§ Extrait fourni
====

Affaires - Transport
15/02/2021
Pour développer ses activités, une entreprise de transport envisage de contracter un prêt (130 000 €) auprès d’un établissement bancaire, avant de solliciter les aides gouvernementales. Ce projet est le fruit d’une réflexion de plus d’un an, précipitée par la crise sanitaire dont le premier anniversaire (!) arrive à grand pas. Le gérant, arrivé dans l’entreprise en 2017, est résolu à se porter caution de ses engagements, à concurrence du montant de la somme qui serait empruntée. Une banque serait disposée à lui accorder ce prêt, qui serait remboursable en cinq ans ; cette banque devrait-elle mettre en garde ce gérant sur un risque d’endettement si le prêt est conclu ? En effet, son cautionnement pourrait être mis en jeu par la banque en cas de défaillance du débiteur.
Retour rapide sur l’engagement de cautionnement
Le cautionnement, souscrit par une personne qui a une influence sur la gestion de la société emprunteur, offre au créancier une meilleure garantie que cette dernière honorera ses engagements, car le dirigeant y est directement intéressé.
Cet engagement est un contrat passé, en son nom personnel, par l’associé ou le dirigeant et la banque (C. civ., art. 2288) et n’est pas une obligation attachée de plein droit à sa qualité d’associé ou de dirigeant. Par voie de conséquence, le cautionnement n’est pas ipso facto transmissible en cas de cession de parts sociales ou d’actions (Cass. com., 1 avr.1997, n° 94-17.178, Lamyline), ce qui n’empêche pas, lors de la négociation de la cession des titres, au cédant de demander à l’acquéreur de se substituer à lui dans ses obligations de caution.
Par ailleurs, la disparition du mobile – ou cause subjective – (désormais du but, depuis le 1er octobre 2016 ; C. civ., art. 1162, Ord. n° 2016-131, 10 févr. 2016), consécutif à une cession de ses parts dans la société cautionnée par l’associé, est également sans influence sur son engagement de caution, à moins que l’associé ait entendu en faire un motif déterminant de son engagement, porté à la connaissance de la banque créancière dans l’acte de caution.

====

§ Enregistrements de données
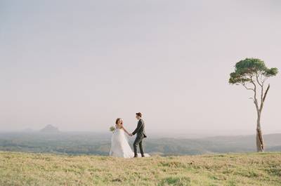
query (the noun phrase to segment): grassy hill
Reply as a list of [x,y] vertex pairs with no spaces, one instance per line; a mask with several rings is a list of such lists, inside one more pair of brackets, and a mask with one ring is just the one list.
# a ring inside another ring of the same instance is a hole
[[0,152],[0,185],[281,185],[280,153],[124,159]]

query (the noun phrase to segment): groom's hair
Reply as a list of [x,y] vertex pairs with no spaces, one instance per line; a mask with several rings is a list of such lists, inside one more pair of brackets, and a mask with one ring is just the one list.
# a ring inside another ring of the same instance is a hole
[[141,117],[143,116],[143,114],[141,114],[140,112],[136,113],[136,114],[137,116],[140,117]]

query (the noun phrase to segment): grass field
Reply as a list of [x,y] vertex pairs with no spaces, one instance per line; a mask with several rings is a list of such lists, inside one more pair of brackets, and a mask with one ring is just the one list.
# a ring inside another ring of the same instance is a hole
[[281,185],[281,154],[124,159],[0,152],[0,185]]

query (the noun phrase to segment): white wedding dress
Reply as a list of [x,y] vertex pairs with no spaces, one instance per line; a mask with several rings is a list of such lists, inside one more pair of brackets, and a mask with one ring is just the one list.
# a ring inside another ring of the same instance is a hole
[[[110,156],[132,158],[133,155],[133,152],[129,145],[128,139],[125,135],[124,130],[117,128],[111,138]],[[140,154],[138,154],[138,157],[141,157]],[[145,157],[150,157],[150,155],[148,154],[145,154]]]

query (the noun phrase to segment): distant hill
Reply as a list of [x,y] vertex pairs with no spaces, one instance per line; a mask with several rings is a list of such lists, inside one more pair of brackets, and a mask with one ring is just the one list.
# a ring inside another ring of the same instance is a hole
[[58,128],[52,126],[52,125],[47,125],[44,128],[40,130],[41,133],[55,133],[60,132]]
[[0,151],[0,185],[281,185],[280,153],[128,159]]
[[[111,133],[48,132],[0,133],[0,150],[64,154],[108,155]],[[49,130],[51,128],[51,130]],[[59,134],[59,135],[58,135]],[[264,135],[266,152],[281,151],[281,134]],[[152,138],[144,140],[145,152],[152,155],[194,155],[256,152],[255,135],[218,136],[199,139]],[[134,138],[129,138],[132,147]]]

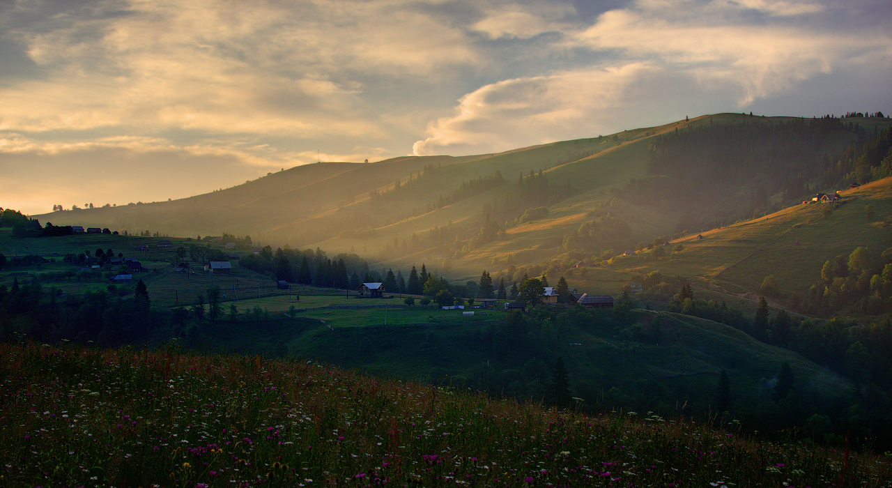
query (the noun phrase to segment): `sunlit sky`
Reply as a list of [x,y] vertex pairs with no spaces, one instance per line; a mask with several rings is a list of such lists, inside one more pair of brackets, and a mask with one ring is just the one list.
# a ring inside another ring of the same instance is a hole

====

§ Problème à résoudre
Dans l'extrait sur le cautionnement, condensez sous forme de liste le paragraphe qui commence par « Cet engagement est un contrat passé » en gardant ses faits essentiels. Vous n'aurez pas besoin des enregistrements.

§ Résultat obtenu
- Le cautionnement est un contrat conclu en son nom personnel par l'associé ou le dirigeant avec la banque (C. civ., art. 2288).
- Il ne découle pas automatiquement de la qualité d'associé ou de dirigeant.
- Il n'est donc pas transmis d'office en cas de cession de parts sociales ou d'actions (Cass. com., 1 avr. 1997, n° 94-17.178).
- Lors de la négociation de la cession des titres, le cédant peut toutefois demander à l'acquéreur de le remplacer dans ses obligations de caution.